Render every line of the listing below as a JSON list of strings, one string per line, skipping blank lines and leaving out the pictures.

[start INFORMATION SHOWN]

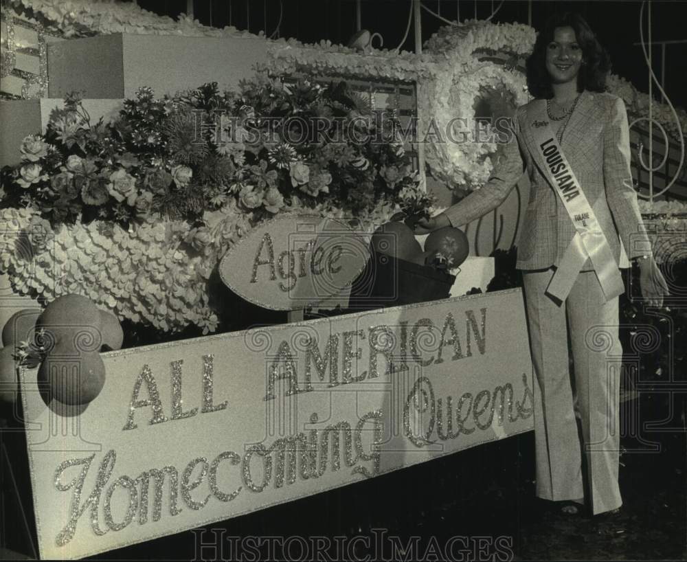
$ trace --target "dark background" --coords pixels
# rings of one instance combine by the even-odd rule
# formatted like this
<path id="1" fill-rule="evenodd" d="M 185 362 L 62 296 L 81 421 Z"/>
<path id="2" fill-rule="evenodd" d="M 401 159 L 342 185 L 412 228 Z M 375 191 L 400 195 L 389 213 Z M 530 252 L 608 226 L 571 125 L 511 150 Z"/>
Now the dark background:
<path id="1" fill-rule="evenodd" d="M 158 14 L 176 17 L 186 10 L 186 0 L 139 0 L 139 5 Z M 484 19 L 499 5 L 498 0 L 424 0 L 423 3 L 446 19 L 454 21 L 460 9 L 460 19 Z M 613 71 L 632 82 L 644 92 L 649 91 L 648 69 L 640 41 L 641 1 L 535 1 L 532 5 L 532 23 L 541 28 L 553 13 L 565 10 L 579 12 L 587 19 L 601 43 L 608 49 L 613 61 Z M 279 36 L 293 37 L 304 43 L 329 39 L 333 43 L 348 43 L 356 31 L 355 0 L 282 0 L 283 12 Z M 687 1 L 654 0 L 651 5 L 652 39 L 675 41 L 687 39 Z M 649 3 L 644 8 L 644 38 L 648 41 L 646 26 Z M 381 33 L 384 47 L 393 49 L 403 38 L 411 0 L 363 0 L 362 27 Z M 194 0 L 194 17 L 205 25 L 223 27 L 232 25 L 253 33 L 267 30 L 271 35 L 280 16 L 279 0 Z M 528 23 L 528 2 L 506 0 L 493 20 L 497 23 Z M 423 41 L 427 41 L 440 27 L 445 25 L 423 11 Z M 375 46 L 377 43 L 375 42 Z M 413 28 L 403 44 L 405 50 L 414 50 Z M 661 80 L 661 49 L 655 45 L 653 53 L 654 72 Z M 687 43 L 666 46 L 665 89 L 675 105 L 687 107 Z M 654 95 L 660 99 L 655 85 Z"/>

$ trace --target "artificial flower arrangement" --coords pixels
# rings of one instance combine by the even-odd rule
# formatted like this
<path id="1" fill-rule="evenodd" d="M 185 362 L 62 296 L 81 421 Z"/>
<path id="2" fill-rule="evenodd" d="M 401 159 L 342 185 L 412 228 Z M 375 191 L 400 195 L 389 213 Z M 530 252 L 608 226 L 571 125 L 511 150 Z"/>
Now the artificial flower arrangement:
<path id="1" fill-rule="evenodd" d="M 294 117 L 333 128 L 291 142 Z M 20 294 L 81 294 L 157 330 L 216 331 L 211 276 L 260 221 L 315 213 L 372 232 L 399 211 L 429 212 L 385 117 L 344 82 L 264 74 L 237 92 L 207 84 L 158 99 L 142 88 L 111 123 L 91 123 L 71 95 L 23 140 L 21 164 L 1 170 L 0 271 Z"/>

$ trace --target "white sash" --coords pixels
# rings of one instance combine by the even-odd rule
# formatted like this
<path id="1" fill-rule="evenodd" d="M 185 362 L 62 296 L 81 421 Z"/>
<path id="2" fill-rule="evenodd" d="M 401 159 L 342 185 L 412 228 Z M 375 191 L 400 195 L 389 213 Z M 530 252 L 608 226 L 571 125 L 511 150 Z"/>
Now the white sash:
<path id="1" fill-rule="evenodd" d="M 544 164 L 547 180 L 558 194 L 577 232 L 565 249 L 546 292 L 565 300 L 580 269 L 589 258 L 606 300 L 622 294 L 625 288 L 613 252 L 584 192 L 549 124 L 546 100 L 532 104 L 528 120 L 537 150 Z"/>

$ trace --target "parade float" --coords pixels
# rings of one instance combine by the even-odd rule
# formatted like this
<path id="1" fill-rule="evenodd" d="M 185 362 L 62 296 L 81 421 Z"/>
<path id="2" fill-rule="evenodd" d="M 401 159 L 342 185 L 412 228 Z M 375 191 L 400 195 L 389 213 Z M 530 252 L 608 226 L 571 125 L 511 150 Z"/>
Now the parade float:
<path id="1" fill-rule="evenodd" d="M 428 139 L 456 107 L 511 115 L 531 27 L 468 21 L 417 54 L 133 4 L 3 10 L 0 392 L 25 428 L 41 558 L 532 429 L 521 294 L 486 257 L 513 245 L 527 185 L 488 225 L 417 240 L 404 220 L 479 189 L 497 146 L 398 133 Z M 680 126 L 655 115 L 674 151 Z M 291 142 L 309 117 L 358 139 Z M 673 248 L 684 207 L 646 210 Z"/>

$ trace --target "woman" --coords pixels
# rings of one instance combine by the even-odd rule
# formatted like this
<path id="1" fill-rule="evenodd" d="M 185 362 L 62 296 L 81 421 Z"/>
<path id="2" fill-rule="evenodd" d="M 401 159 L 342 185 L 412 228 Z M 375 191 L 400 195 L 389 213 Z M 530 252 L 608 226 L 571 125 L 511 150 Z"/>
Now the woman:
<path id="1" fill-rule="evenodd" d="M 668 293 L 633 188 L 624 104 L 605 91 L 609 67 L 581 16 L 554 16 L 527 61 L 536 99 L 517 109 L 516 137 L 504 147 L 505 159 L 482 189 L 416 227 L 424 234 L 479 218 L 506 199 L 526 169 L 531 188 L 517 267 L 537 379 L 537 495 L 569 514 L 585 504 L 594 515 L 615 512 L 622 503 L 618 268 L 627 267 L 627 256 L 636 260 L 649 304 L 661 306 Z"/>

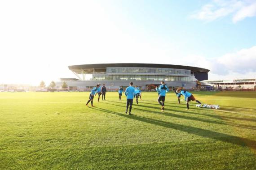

[end INFORMATION SHOWN]

» **ANSWER FOR THE TASK**
[
  "$ trace --target \"dark background\" --coords pixels",
  "# rings of one instance combine by the even-odd rule",
  "# formatted like this",
  "<path id=\"1\" fill-rule=\"evenodd\" d=\"M 185 362 L 62 296 L 81 421 Z\"/>",
  "<path id=\"2\" fill-rule=\"evenodd\" d=\"M 401 159 L 342 185 L 412 228 Z M 375 191 L 400 195 L 389 213 Z M 530 252 L 608 226 L 571 125 L 511 150 Z\"/>",
  "Now the dark background:",
  "<path id=\"1\" fill-rule=\"evenodd\" d=\"M 158 14 L 176 17 L 186 10 L 186 0 L 139 0 L 139 5 Z M 484 19 L 499 5 L 498 0 L 424 0 L 423 3 L 446 19 L 454 21 L 460 9 L 460 19 Z M 613 71 L 632 82 L 644 92 L 649 91 L 648 69 L 640 41 L 641 1 L 535 1 L 532 5 L 532 23 L 541 28 L 553 13 L 565 10 L 579 12 L 587 19 L 601 43 L 608 49 L 613 61 Z M 279 36 L 293 37 L 304 43 L 329 39 L 333 43 L 348 43 L 356 31 L 355 0 L 282 0 L 283 12 Z M 687 1 L 654 0 L 651 5 L 652 39 L 675 41 L 687 39 Z M 649 3 L 644 8 L 644 38 L 648 41 L 646 26 Z M 381 33 L 384 47 L 393 49 L 403 38 L 411 0 L 363 0 L 362 27 Z M 194 0 L 194 17 L 205 25 L 223 27 L 232 25 L 253 33 L 267 30 L 271 35 L 280 16 L 279 0 Z M 528 23 L 528 2 L 506 0 L 493 20 L 497 23 Z M 423 41 L 427 41 L 440 27 L 445 25 L 423 11 Z M 375 46 L 377 43 L 375 42 Z M 413 28 L 403 44 L 405 50 L 414 50 Z M 661 80 L 661 49 L 655 45 L 653 53 L 654 72 Z M 687 43 L 666 46 L 665 89 L 675 105 L 687 107 Z M 654 95 L 660 99 L 655 85 Z\"/>",
  "$ trace --target \"artificial flower arrangement\" --coords pixels",
  "# rings of one instance combine by the even-odd rule",
  "# formatted like this",
  "<path id=\"1\" fill-rule=\"evenodd\" d=\"M 185 362 L 62 296 L 81 421 Z\"/>",
  "<path id=\"2\" fill-rule=\"evenodd\" d=\"M 401 159 L 342 185 L 412 228 Z M 375 191 L 400 195 L 389 213 Z M 530 252 L 608 226 L 571 125 L 511 150 Z\"/>",
  "Now the artificial flower arrangement:",
  "<path id=\"1\" fill-rule=\"evenodd\" d=\"M 294 117 L 333 128 L 291 142 Z M 20 294 L 81 294 L 157 330 L 216 331 L 211 276 L 260 221 L 315 213 L 372 232 L 399 211 L 429 212 L 385 117 L 344 82 L 264 74 L 237 92 L 207 84 L 158 99 L 142 88 L 111 123 L 91 123 L 71 95 L 23 140 L 21 164 L 1 170 L 0 271 Z\"/>",
  "$ trace --target \"white sash\" --coords pixels",
  "# rings of one instance combine by the even-odd rule",
  "# formatted like this",
  "<path id=\"1\" fill-rule=\"evenodd\" d=\"M 185 362 L 62 296 L 81 421 Z\"/>",
  "<path id=\"2\" fill-rule=\"evenodd\" d=\"M 401 159 L 342 185 L 412 228 Z M 375 191 L 400 195 L 389 213 Z M 530 252 L 608 226 L 571 125 L 511 150 Z\"/>",
  "Now the white sash:",
  "<path id=\"1\" fill-rule=\"evenodd\" d=\"M 544 164 L 547 180 L 558 194 L 577 232 L 565 249 L 546 292 L 565 300 L 580 269 L 589 258 L 606 300 L 622 294 L 625 288 L 613 252 L 584 192 L 549 124 L 546 100 L 532 104 L 528 120 L 537 150 Z\"/>",
  "$ trace --target \"parade float\" --coords pixels",
  "# rings of one instance combine by the even-odd rule",
  "# formatted like this",
  "<path id=\"1\" fill-rule=\"evenodd\" d=\"M 185 362 L 62 296 L 81 421 Z\"/>",
  "<path id=\"2\" fill-rule=\"evenodd\" d=\"M 401 159 L 342 185 L 412 228 Z M 375 191 L 400 195 L 389 213 Z M 530 252 L 608 226 L 571 125 L 511 150 Z\"/>",
  "Now the parade float:",
  "<path id=\"1\" fill-rule=\"evenodd\" d=\"M 428 139 L 456 107 L 511 115 L 531 27 L 468 21 L 417 54 L 133 4 L 3 10 L 0 392 L 25 428 L 41 558 L 532 429 L 521 294 L 486 257 L 513 245 L 527 185 L 488 225 L 417 240 L 404 220 L 479 189 L 497 146 L 398 133 Z M 680 126 L 655 115 L 674 151 Z M 291 142 L 309 117 L 358 139 Z M 673 248 L 684 207 L 646 210 Z\"/>",
  "$ trace --target \"woman\" --coords pixels",
  "# rings of one instance combine by the even-odd rule",
  "# formatted like this",
  "<path id=\"1\" fill-rule=\"evenodd\" d=\"M 185 362 L 62 296 L 81 421 Z\"/>",
  "<path id=\"2\" fill-rule=\"evenodd\" d=\"M 401 159 L 342 185 L 412 228 Z M 375 191 L 400 195 L 389 213 Z M 530 252 L 608 226 L 571 125 L 511 150 Z\"/>",
  "Now the woman:",
  "<path id=\"1\" fill-rule=\"evenodd\" d=\"M 668 293 L 633 188 L 624 104 L 605 91 L 609 67 L 581 16 L 554 16 L 527 61 L 536 99 L 517 109 L 516 137 L 504 147 L 505 159 L 482 189 L 416 227 L 424 234 L 479 218 L 506 199 L 526 169 L 531 188 L 517 267 L 537 379 L 537 495 L 569 514 L 585 504 L 594 515 L 615 512 L 622 503 L 618 268 L 627 267 L 627 256 L 636 260 L 649 304 L 661 306 Z\"/>"
]